#### WORK TO BE COMPLETED:
Pick out each line of the material below that contains the string "hand", and copy those lines in full. The match is case-sensitive.

######

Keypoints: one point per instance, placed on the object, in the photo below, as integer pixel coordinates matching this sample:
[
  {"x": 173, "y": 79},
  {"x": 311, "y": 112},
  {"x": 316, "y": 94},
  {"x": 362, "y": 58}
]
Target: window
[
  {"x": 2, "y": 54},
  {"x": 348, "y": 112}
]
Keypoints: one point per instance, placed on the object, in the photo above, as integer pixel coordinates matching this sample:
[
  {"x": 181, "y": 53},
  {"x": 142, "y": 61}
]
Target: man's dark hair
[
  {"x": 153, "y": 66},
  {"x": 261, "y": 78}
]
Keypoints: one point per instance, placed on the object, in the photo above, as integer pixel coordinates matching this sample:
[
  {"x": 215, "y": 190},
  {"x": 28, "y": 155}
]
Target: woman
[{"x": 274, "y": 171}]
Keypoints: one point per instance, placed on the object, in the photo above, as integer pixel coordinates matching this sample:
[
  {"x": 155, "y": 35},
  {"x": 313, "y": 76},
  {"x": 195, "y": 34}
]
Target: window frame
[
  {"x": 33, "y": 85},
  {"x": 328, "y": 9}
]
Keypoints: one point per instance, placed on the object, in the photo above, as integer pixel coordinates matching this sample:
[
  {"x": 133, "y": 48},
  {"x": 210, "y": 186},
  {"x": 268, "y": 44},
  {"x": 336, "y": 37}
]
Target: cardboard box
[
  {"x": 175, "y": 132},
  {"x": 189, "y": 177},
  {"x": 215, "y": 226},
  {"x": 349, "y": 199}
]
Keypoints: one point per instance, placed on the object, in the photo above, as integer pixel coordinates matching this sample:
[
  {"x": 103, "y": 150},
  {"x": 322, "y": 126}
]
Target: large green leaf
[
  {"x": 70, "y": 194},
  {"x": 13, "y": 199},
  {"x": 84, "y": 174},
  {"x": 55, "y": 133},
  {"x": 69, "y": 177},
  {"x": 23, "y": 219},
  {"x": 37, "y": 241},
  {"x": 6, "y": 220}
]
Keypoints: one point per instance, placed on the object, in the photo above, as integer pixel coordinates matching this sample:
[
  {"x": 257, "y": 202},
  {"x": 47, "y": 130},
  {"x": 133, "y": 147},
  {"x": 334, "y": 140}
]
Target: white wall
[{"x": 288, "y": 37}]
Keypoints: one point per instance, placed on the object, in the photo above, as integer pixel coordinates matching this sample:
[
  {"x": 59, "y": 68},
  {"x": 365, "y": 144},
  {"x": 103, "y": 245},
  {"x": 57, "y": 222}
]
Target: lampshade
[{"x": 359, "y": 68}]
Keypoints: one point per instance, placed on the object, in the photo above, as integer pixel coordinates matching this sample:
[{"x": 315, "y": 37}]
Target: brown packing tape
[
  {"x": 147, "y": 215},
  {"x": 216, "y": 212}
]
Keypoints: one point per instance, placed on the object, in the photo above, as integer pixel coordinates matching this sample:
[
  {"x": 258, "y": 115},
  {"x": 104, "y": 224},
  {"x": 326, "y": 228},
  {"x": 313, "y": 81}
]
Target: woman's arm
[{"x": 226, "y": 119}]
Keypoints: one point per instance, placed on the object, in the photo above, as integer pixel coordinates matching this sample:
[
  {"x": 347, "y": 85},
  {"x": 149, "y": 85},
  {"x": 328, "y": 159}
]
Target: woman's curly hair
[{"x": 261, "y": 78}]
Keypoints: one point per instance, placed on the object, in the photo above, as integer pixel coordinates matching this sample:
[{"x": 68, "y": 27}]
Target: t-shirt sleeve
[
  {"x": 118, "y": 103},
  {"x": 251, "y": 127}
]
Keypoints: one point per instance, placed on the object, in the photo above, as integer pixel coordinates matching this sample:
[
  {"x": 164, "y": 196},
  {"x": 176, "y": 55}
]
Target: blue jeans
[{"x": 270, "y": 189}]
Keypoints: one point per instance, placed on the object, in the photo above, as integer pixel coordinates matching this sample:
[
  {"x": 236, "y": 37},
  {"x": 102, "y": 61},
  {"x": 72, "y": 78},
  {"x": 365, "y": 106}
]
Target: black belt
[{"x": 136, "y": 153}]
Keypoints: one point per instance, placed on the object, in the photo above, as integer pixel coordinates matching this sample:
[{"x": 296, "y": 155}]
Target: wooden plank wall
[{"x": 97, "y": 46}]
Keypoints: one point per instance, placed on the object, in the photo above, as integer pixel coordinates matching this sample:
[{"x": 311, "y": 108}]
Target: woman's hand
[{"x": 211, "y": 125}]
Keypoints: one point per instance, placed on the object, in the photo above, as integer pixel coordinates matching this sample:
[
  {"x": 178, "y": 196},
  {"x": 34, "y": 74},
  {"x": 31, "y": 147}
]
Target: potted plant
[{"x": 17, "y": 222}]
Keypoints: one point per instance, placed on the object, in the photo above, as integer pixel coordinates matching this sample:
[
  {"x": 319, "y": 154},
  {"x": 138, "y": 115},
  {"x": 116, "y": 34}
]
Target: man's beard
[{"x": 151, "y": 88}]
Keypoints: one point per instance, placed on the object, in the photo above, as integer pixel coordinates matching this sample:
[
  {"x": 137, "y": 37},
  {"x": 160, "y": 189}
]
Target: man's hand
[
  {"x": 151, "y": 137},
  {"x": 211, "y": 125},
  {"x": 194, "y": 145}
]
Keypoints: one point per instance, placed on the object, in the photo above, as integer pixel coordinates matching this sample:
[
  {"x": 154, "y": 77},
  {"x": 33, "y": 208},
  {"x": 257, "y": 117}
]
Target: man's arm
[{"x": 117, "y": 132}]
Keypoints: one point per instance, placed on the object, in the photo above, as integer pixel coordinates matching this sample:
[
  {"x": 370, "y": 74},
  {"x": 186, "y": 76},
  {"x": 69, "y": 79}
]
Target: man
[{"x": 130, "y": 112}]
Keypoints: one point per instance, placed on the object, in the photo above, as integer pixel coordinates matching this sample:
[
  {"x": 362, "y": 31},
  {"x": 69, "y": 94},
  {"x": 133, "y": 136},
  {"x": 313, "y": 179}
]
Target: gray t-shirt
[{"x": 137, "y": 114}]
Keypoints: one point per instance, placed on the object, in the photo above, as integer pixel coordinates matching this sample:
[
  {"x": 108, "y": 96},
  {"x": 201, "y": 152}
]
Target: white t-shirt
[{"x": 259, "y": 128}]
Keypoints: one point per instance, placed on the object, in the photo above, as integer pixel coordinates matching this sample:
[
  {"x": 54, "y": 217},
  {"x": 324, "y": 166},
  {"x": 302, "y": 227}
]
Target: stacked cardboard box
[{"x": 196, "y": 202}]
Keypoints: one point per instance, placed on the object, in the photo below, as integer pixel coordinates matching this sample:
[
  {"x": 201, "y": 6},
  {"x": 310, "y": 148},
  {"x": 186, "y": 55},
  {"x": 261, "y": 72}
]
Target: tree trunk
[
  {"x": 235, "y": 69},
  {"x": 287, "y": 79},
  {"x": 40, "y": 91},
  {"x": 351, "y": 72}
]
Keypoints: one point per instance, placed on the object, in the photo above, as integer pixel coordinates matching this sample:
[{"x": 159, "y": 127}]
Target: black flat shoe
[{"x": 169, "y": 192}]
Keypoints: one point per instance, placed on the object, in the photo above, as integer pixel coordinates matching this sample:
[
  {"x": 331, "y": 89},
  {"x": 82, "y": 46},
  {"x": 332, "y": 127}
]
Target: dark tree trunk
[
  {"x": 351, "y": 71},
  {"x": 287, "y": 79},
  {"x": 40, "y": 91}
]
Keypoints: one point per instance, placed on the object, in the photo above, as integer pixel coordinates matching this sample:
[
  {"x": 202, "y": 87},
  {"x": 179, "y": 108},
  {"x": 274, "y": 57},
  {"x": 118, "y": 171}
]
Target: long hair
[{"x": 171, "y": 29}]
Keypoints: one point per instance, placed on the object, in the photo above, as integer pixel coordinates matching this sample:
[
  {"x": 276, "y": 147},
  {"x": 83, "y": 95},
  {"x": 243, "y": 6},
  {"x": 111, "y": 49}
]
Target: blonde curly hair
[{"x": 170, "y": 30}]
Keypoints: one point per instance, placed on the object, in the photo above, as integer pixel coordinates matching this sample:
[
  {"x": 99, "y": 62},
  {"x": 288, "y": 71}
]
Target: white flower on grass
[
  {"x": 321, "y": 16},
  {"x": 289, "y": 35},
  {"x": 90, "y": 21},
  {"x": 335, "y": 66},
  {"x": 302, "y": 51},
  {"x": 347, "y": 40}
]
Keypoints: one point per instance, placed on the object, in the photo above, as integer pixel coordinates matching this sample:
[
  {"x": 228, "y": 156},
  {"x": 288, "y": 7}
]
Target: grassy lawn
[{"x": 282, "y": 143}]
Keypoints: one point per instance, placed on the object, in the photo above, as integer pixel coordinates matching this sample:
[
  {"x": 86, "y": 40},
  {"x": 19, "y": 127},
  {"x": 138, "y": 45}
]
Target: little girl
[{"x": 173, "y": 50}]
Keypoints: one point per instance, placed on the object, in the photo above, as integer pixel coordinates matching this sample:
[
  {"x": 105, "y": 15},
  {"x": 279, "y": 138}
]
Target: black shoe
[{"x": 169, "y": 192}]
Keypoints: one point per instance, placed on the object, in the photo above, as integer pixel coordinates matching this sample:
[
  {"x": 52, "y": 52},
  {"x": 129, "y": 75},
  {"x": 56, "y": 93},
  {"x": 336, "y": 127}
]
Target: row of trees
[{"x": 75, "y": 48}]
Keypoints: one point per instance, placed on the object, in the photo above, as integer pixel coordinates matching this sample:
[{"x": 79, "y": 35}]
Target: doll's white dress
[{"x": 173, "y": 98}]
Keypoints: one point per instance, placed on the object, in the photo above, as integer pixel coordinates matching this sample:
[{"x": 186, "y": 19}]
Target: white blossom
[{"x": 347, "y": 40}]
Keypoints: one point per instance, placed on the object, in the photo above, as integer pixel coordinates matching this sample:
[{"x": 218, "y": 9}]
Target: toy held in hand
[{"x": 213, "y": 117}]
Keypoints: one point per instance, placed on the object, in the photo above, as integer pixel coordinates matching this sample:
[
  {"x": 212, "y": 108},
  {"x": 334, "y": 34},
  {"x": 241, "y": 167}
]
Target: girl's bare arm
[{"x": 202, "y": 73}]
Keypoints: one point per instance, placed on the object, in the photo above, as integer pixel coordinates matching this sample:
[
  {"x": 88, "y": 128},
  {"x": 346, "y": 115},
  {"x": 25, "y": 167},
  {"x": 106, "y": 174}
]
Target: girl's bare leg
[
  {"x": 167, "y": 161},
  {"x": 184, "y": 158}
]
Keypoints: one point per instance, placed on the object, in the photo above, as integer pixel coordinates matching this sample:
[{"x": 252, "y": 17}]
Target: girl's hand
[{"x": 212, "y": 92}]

######

#### WORKED SOLUTION:
Target: woman's hand
Target: man's hand
Target: toy held in hand
Target: girl's hand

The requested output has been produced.